— Start —
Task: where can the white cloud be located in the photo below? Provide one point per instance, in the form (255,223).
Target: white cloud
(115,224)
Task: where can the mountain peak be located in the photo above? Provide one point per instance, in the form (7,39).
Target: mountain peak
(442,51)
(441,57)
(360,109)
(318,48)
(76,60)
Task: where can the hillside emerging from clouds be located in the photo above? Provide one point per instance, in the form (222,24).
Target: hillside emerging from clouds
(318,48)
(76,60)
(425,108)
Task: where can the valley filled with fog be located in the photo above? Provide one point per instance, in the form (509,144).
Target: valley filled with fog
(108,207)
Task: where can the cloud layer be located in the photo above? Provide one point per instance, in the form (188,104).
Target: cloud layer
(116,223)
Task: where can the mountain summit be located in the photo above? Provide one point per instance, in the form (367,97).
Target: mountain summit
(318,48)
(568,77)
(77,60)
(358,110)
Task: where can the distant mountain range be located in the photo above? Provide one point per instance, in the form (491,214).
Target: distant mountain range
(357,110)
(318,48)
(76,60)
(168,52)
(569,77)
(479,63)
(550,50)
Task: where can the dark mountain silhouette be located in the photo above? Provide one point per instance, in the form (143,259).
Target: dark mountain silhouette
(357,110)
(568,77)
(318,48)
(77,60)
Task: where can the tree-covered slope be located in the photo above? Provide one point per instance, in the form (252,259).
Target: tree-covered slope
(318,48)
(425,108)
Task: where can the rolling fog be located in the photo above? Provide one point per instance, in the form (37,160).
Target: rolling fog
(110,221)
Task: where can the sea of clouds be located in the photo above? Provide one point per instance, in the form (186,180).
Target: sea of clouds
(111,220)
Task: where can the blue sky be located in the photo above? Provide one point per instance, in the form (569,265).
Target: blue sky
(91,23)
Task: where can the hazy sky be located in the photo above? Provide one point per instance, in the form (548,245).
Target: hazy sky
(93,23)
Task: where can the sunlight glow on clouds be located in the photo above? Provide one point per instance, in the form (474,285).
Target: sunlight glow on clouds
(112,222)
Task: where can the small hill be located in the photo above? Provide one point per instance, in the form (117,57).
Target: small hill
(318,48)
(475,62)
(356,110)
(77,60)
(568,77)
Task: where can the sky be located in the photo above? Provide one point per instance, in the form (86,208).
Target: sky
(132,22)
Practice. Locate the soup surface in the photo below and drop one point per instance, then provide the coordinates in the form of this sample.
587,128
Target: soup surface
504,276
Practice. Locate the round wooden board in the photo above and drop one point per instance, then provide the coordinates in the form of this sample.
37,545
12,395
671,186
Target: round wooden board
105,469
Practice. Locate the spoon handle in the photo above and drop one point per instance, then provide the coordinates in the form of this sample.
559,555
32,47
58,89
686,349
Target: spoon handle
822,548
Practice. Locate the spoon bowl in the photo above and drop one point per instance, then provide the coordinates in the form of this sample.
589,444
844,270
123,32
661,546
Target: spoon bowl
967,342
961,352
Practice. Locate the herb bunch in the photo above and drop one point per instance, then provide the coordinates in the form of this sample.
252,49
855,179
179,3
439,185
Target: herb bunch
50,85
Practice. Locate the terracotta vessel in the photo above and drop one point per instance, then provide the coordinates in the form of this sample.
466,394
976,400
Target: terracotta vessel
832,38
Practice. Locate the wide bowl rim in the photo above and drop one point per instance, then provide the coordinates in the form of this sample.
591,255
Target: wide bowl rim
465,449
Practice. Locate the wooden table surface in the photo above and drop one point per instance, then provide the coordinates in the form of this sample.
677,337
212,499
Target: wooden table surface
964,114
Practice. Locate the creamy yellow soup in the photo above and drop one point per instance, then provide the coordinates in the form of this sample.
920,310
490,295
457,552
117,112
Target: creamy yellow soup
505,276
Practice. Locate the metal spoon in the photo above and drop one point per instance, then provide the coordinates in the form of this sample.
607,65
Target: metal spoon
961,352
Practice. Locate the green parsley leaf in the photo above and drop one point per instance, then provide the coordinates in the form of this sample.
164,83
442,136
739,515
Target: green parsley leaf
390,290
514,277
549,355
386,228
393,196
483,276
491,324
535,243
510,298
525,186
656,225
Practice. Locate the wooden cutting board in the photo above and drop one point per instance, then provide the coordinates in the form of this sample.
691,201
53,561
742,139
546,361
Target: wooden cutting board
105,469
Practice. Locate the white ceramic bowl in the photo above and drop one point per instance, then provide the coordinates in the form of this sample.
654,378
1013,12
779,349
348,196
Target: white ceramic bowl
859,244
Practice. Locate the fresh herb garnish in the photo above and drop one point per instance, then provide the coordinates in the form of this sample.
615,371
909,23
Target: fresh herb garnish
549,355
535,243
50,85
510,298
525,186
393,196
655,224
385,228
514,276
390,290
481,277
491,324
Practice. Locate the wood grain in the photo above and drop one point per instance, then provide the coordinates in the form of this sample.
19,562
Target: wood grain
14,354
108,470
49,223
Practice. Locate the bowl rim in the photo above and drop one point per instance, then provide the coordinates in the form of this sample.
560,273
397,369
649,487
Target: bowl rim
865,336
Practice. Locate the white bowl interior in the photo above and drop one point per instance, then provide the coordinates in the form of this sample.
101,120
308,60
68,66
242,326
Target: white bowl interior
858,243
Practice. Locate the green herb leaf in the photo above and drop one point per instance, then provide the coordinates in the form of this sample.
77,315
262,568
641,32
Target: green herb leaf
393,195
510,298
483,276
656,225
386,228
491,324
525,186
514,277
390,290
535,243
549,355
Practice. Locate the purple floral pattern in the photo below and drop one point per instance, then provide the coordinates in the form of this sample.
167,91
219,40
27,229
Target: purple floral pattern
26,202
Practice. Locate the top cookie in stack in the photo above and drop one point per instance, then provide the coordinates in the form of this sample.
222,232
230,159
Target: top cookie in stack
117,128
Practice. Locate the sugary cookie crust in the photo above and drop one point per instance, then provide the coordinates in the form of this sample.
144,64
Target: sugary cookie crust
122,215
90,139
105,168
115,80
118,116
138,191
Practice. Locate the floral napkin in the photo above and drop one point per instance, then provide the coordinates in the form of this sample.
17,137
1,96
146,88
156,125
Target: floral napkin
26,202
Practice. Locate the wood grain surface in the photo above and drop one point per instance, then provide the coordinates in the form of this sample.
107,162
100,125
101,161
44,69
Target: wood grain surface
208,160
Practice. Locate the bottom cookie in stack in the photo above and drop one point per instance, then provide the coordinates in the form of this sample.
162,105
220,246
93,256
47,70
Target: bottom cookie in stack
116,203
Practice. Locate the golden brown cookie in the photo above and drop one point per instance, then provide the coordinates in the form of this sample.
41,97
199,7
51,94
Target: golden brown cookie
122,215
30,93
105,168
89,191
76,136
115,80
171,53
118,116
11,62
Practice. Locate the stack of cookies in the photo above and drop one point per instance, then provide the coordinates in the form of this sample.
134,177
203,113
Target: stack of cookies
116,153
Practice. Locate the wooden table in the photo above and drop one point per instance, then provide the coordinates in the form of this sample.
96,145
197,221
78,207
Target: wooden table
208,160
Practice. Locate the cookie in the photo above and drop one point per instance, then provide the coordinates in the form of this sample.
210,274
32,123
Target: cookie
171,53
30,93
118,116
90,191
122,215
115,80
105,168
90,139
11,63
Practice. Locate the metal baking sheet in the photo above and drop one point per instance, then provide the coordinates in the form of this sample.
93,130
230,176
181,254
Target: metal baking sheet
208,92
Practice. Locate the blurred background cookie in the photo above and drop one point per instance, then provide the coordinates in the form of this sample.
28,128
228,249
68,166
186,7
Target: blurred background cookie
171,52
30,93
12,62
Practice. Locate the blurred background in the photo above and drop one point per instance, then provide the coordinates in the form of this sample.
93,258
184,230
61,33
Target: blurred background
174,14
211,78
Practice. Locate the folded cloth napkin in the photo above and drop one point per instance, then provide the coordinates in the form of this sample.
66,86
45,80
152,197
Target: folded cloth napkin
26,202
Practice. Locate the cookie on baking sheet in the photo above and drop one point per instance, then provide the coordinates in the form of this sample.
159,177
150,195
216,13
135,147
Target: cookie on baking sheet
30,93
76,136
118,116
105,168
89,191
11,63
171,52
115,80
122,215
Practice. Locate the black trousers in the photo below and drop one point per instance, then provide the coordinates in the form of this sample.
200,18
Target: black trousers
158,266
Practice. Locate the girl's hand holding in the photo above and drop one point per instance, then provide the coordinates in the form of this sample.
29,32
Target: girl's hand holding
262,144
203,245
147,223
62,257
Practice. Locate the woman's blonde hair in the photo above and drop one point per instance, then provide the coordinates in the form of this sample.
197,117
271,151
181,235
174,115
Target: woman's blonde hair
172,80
— End —
- _GOAL_:
Every line from the one containing "Practice. Locate the folded" through the end of the data must be repeated exactly, and no other line.

- _TASK RESPONSE_:
Practice. Locate the folded cloth napkin in the photo above and drop one point per instance, then provide the coordinates in the form of this sample.
66,86
45,80
152,197
Target: folded cloth napkin
26,202
Practice. Locate the cookie on baking sheet in the photo above and drop one point per instance, then provide the coordinates in the form of this sample.
159,177
150,195
216,13
135,147
Target: cookie on baking sheet
30,93
76,136
118,116
105,168
89,191
11,63
171,52
115,80
122,215
Practice. Locate the black trousers in the photo below and drop one point per instance, then provide the coordinates in the form of this sample.
200,18
Target: black trousers
158,266
Practice. Locate the girl's hand holding in the photo above and drop one point per instance, then provide the coordinates in the form of this sample.
29,32
Target: girl's hand holding
262,144
203,245
147,223
62,257
Practice. Locate the woman's blonde hair in the photo above and drop one point per instance, then provide the coordinates in the form of this sample.
197,117
271,151
181,235
174,115
Target: woman's blonde hair
172,80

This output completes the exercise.